- **DATA FOR PROCESSING**

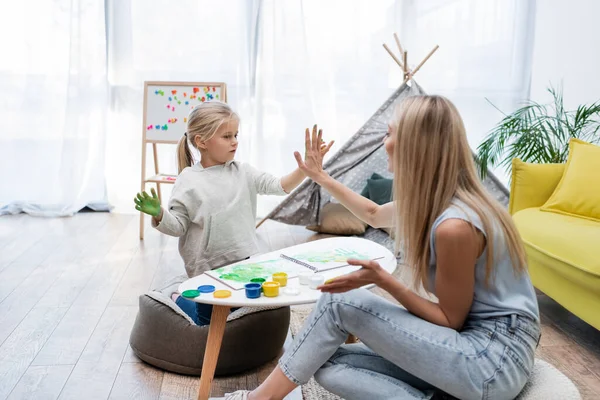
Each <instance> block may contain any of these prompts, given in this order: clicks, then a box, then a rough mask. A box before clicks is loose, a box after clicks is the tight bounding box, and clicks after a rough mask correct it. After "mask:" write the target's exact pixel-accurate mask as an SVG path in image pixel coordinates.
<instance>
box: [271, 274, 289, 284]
mask: <svg viewBox="0 0 600 400" xmlns="http://www.w3.org/2000/svg"><path fill="white" fill-rule="evenodd" d="M273 282H279V284H280V285H281V287H284V286H285V285H287V274H286V273H285V272H275V273H274V274H273Z"/></svg>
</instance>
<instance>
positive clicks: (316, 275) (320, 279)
mask: <svg viewBox="0 0 600 400" xmlns="http://www.w3.org/2000/svg"><path fill="white" fill-rule="evenodd" d="M323 283H325V277H324V276H323V275H318V274H317V275H313V276H311V277H310V279H309V282H308V286H309V287H310V288H311V289H317V286H321V285H322V284H323Z"/></svg>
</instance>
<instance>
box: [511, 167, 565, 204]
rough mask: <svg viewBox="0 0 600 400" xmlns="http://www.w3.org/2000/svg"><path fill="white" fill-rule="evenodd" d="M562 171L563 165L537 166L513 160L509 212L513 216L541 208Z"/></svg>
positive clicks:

- **TO DO**
The records above must be copied exactly, with no pictures carried over.

- **EXPECTED ANSWER**
Each <instance> block may contain any of these prompts, given in this order: clicks, then a box, then a rough mask. A box before clicks is loose, a box after clicks is the tight bounding box, and clicks after a rough mask correct it. After "mask:" write the target's exact pixel-accurate mask as an SVG path in image pixel coordinates.
<instance>
box: [271, 274, 289, 284]
mask: <svg viewBox="0 0 600 400" xmlns="http://www.w3.org/2000/svg"><path fill="white" fill-rule="evenodd" d="M273 282H279V284H280V285H281V287H284V286H285V285H287V274H286V273H285V272H275V273H274V274H273Z"/></svg>
</instance>
<instance>
positive clicks: (316, 275) (320, 279)
mask: <svg viewBox="0 0 600 400" xmlns="http://www.w3.org/2000/svg"><path fill="white" fill-rule="evenodd" d="M323 283H325V277H324V276H323V275H318V274H317V275H313V276H311V277H310V279H309V282H308V286H309V287H310V288H311V289H317V286H321V285H322V284H323Z"/></svg>
</instance>
<instance>
box: [511, 167, 565, 204]
rough mask: <svg viewBox="0 0 600 400" xmlns="http://www.w3.org/2000/svg"><path fill="white" fill-rule="evenodd" d="M562 171L563 165L537 166L513 160L509 212L513 216L541 208Z"/></svg>
positive clicks:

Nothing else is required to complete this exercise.